Supplied text »
►

User Tools

Site Tools


guide:soft:miniconda3

Conda


Conda is a package management system which was initially created for Python, but currently also supports several other languages such as R or lua. Conda can be used to quickly find, install and update packages and their dependencies using community-maintained remote repositories (also called channels). Software packages and scientific libraries are installed in “environments” to provide the ability to maintain different, often incompatible, sets of software. Environments are also managed by Conda.

Please note: compared to the software modules that we provide on the cluster, there are much more and newer libraries available via Conda that you can manage yourself, but they may not be as well optimized for the processor architectures on the cluster. In addition, by default, Conda installs packages in user's home directory ($HOME) which has a quota for the size and number of files. You should take care to re-set the Conda installation directory to a subdirectory of your group's $SOFTWARE directory. Otherwise, you'll probably quite quickly run into your quota in $HOME, with inconvenient consequences (like not being able to use graphical logins any more before you remove the extraneous files, possibly erroneously also deleting files that should remain).

Please note: it is not recommended to mix cluster software modules and Conda-managed software in the same work environment.

See the Conda documentation for detailed instructions. A short list of Conda commands as a PDF file can be found here.

In this section we explain how to use Conda in the cluster.

Conda usage on the cluster

In the cluster, Conda is available through the Miniconda installation, which is a small version of Anaconda and only includes conda package manager, Python and a small number of other packages.

Creating a Conda environment

In order to create and use Conda environments on the cluster, you first need to load the Miniconda3 module:

module load Miniconda3

If you want to manage the Python 2 based conda environments, load the module Miniconda2 instead. Miniconda3 is based on Python 3.

Please note: Since loading the Miniconda module will also initialize conda for shell interaction, you do not need to additionally run the conda init <shell> command modifying your shell init file, e.g. $HOME/.bashrc, which should be avoided, as this may cause issues with your interactive or batch jobs. If you ran the command in the past, you may have conda entries in your shell init file. Please edit the file and remove the lines between # >>> conda initialize >>> and # <<< conda initialize <<<.

◄

Information supplied »
►

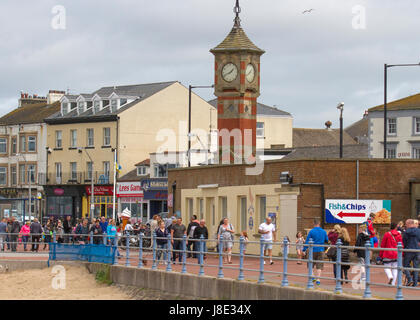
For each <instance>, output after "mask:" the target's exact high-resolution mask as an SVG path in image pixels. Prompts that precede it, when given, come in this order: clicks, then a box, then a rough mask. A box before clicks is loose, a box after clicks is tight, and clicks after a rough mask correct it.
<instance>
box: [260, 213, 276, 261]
mask: <svg viewBox="0 0 420 320" xmlns="http://www.w3.org/2000/svg"><path fill="white" fill-rule="evenodd" d="M258 233H260V234H261V239H262V240H264V255H265V256H266V255H267V251H268V256H269V257H270V264H273V263H274V262H273V240H274V242H275V241H277V240H276V227H275V225H274V224H273V223H272V222H271V218H270V217H267V218H266V219H265V222H263V223H261V224H260V226H259V228H258ZM264 264H265V261H264Z"/></svg>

◄

Questions on the material »
1. In the Conda guide, which module should you load to manage Python 2 based conda environments?
2. Carry on writing the Conda guide from its last sentence.

Answers for this exercise »
1. Miniconda2.

2.
If you use Conda-installed packages, the Miniconda3 module should be the only module you load in your work environment or in your job.

The following will create a conda environment named myconda and install the packages python and numpy into it:

conda create -n myconda python numpy

Note that if you have loaded the Miniconda3 module, Python 3.x will be installed, unless you explicitly specify the python version above. By default, the Miniconda2 module installs Python 2.x.

Your conda environments by default are located in your home directory under the $HOME/.conda/envs path. We recommend to change this location. Either use the --prefix flag specifying the path to the directory you want (probably $SOFTWARE/<nameofmycondadir>), or assign the path to the environment variable $CONDA_ENVS_PATH. Another way is to edit your $HOME/.condarc file and define your conda environment locations using the key envs_dirs:. For more details about environments see the Conda documentation.

Packages that can be installed using conda are provided with channels. Popular channels are Conda Forge and Bioconda, which are set by default on the cluster. If you want to install packages from a channel which is not among the default channels, you can specity it using the --channel <your-channel> (or shortly -n <your-channel>) flag during package installation, or add it permanently into your $HOME/.condarc file under the channels: key. See the Conda documentation for more information about managing channels.

The default conda settings are defined in the cluster-wide configuration file $EBROOTMINICONDA3/.condarc

auto_activate_base: false

envs_dirs:
  - $HOME/.conda/envs

pkgs_dirs:
  - $HOME/.conda/pkgs

channels:
  - conda-forge
  - bioconda
  - defaults

The file also defines the default location of conda's package cache directory (key pkgs_dirs:). The $CONDA_PKGS_DIRS environment variable overwrites the pkgs_dirs: setting. If you want to remove packages that are not used in any environment, run:

conda clean --all

Execute conda info to see your current conda settings, including the default channel URLs and the location of your conda environments.

The command lists all your environments:

conda info --envs

The active environment is marked with an asterisk (*).

To search for a package in configured channels, use the command:

conda search <package-name>

If you want to install additional packages in an existing environment, e.g. in myconda, it must first be activated:

conda activate myconda

Once in the conda environment, which may be recognized by the presence of the environment name (myconda)$ on the command prompt, you can install packages. For example, the following installs pandas, matplotlib and a specific version of scipy:

(myconda)$ conda install scipy==1.6.3 pandas matplotlib

Note that package installation has to be done on a cluster login node, as the compute nodes do not have access to the public network and thus to the conda channels.

Should you need to see all packages installed in the environment myenv then run:

conda list -n myenv

Without the -n option, packages in the current active environment are listed.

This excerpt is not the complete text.